▶ Work task A
In the passage on evolutionary optimization of mixer designs, how many times is each optimization repeated?
▶ Work task B
Continue the passage on evolutionary optimization of mixer designs, starting after its final sentence.

Once all objective scores for a given iteration (generation) are returned to the evolutionary algorithm, a new set of candidates is generated, and the next generation begins. In the reported experiments, each iteration creates 16 new candidates and is run for 150 generations on a high-performance compute cluster. This number was selected based on pre-experimental trials that assessed average convergence times for the problem, where convergence is defined as a lack of fitness improvement in the pareto front over 10 generations. The mean value was ~ 100 generations; 150 was therefore selected conservatively to account for variance in convergence times due to algorithm stochasticity. These numbers can be tailored to available compute resources. To account for the stochastic evolutionary process, each optimization is repeated five times. Full parameter settings for the evolutionary algorithm are provided in the Methods section.

To illustrate the flexibility of an evolutionary approach, we investigate two representations that map the genome (number vector) to output geometry, allowing us to access different regions of the mixer design space.

Representations

The tree representation (T) produces bioinspired tree-like structures. Results using the T-representation are shown in Fig. 2. Figure 2a shows the geometry of the CSIRO V2 mixer, which is used as a state-of-the-art baseline that outperforms the other standard mixer types for this class of reaction (6). Figure 2b shows a typical progression of the Pareto front from generations 1 to 150, noting the discovery of the optimal front within approximately 100 generations. The initial generation displays negligible Transport to substrate values and low Bulk mixing (< 20). By the twentieth generation (red squares) the pareto front has expanded to a wider range of Transport to substrate (around 75) and Bulk mixing values (up to 35). By generation 100 (green diamonds) this Pareto front has further expanded out for both Transport to substrate (100) and Bulk mixing (up to 50). The final converged Pareto fronts (Fig. 2c) show good agreement, and an illustrative evolved tree-like geometry, T1, is shown in Fig. 2d.

Figure 2
figure 2

Results of model-based optimization using the Tree (T) representation. (a) Illustrating the comparative CSIRO V2 mixer (used for experimental comparison only, included here to highlight differences in geometry and complexity compared to our mixers. (b) Progression of the Pareto front in a single experimental repeat over 150 generations, with a theoretical (unattainable) maximum performance at (100, 100). Significant performance improvements are observed over the first 100 generations, with convergence at 100–150 generations. (c) Final pareto fronts over the five experimental repeats (one colour/shape per repeat). Highlighting two particularly promising mixers, T1 and T2, with their optimization values shown in parentheses. (d) The final geometry for T1.

▶ Recorded data
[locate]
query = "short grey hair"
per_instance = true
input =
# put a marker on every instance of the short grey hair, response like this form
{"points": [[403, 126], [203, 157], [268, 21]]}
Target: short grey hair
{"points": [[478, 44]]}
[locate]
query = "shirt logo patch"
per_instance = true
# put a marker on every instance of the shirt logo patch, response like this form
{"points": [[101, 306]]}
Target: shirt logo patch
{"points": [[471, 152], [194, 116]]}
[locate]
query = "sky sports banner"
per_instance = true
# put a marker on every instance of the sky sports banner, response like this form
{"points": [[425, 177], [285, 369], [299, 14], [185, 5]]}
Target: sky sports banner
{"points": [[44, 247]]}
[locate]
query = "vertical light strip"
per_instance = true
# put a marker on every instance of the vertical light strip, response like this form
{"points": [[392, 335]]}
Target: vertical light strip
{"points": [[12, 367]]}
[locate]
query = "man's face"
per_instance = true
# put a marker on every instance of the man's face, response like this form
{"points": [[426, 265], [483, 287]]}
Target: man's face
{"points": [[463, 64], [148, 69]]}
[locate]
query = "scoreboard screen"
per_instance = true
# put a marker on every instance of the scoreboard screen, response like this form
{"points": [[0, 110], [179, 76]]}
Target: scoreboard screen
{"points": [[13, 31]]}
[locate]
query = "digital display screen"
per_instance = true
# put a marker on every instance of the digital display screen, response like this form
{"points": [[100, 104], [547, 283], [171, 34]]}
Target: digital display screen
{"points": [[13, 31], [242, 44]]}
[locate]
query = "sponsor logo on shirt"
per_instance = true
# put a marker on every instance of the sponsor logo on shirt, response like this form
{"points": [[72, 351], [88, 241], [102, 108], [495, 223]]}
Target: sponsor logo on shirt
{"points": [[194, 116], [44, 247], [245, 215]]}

▶ Answer space A
Five times.

▶ Answer space B
Our second representation, the Ribbon (RB), parametrically specifies a series of points in three-dimensional space which are subsequently meshed into a variety of different ribbon-like geometries. Figure 3a shows the final Pareto fronts over the 5 experimental repeats—compared to that of the Tree representation, the Bulk mixing measure generally reaches larger values (up to 70), however the maximum Transport to substrate value approaches 85 (compared to 100 for the T representation): generally, RB geometries promote bulk mixing at the expense of transport to substrate. Figure 3a highlights several high-performing solutions, of which three: RB0, RB2, and RB4, are shown in Fig. 3b–d respectively.

Figure 3
figure 3

Results for model-based optimisation of the Ribbon geometry (RB). (a) Converged Pareto fronts across the five experimental repeats highlighting three discovered high-performance mixers. (bd) Geometries of the mixers: RB0, RB2, and RB4 respectively.

Experimental verification

We experimentally confirm the performance of a number of promising mixers (those that achieve high values for both optimisation metrics) extracted from the Pareto fronts of both T and RB representations—T1, RB0, RB2, and RB4. The voxelised form of each mixer was 3D printed in stainless steel (316) via Electron Beam Melting on an Arcam A1 3D printer, and run in a benchtop experimental setup. Our mixers are compared to the CSIRO Static-Mixer Electrode, a high-performing benchmark representing state of the art performance for this reaction type, previously described in the literature6, and denoted here as CSIRO v2 mixer, with experimental performance in our benchtop experimental setup (see Fig. 4a and b) agreeing with that reported in previous work.

Figure 4
figure 4

Results of experimental confirmation of mixer performance. (a) image of electrochemical flow cell and (b) schematic diagram. (c) Chronoamperometric response of the experimentally evaluated static mixers in the electrochemical flow reactor, (d) photographs of each 3D printed static mixer after extraction from the benchtop experimental system—optimisation values attained via CFD assessment are shown in parenthesis, and (e) their corresponding copper ion removal rate as determined by ICP-OES. Background colours in the images correspond to line colours in the plots. All evolved mixers exceed benchmark performance.

The corresponding chronoamperometric response of each static mixer is presented in Fig. 4c, noting that the RB mixers supported a relatively higher steady state current than the CSIRO v2 mixer over the first 4 h of testing. T1 also outperformed the CSIRO v2 mixer, with a cross-over point occurring at approximately 1800s where the steady state current is lower than the reference. Generally, increased current magnitude corresponds to increased reduction of copper, therefore high performing mixers display higher steady state current. However, because the current reported in the figure is a function of the electrolysis of water as well as the reduction of copper, additional experimentation is required to fully isolate the reduction effect.

The removal of copper ions from solution forms a dark coating on the static mixer (Fig. 4d). The Cu2+ removal rate as a function of time (Fig. 4e) is a conclusive measure of electrochemical performance, which was achieved through the removal of an aliquot of reticulated testing solution for further ICP-OES analysis against known analytical standards. The electrochemical flow reactor was configured to promote the electrochemical removal of copper ions.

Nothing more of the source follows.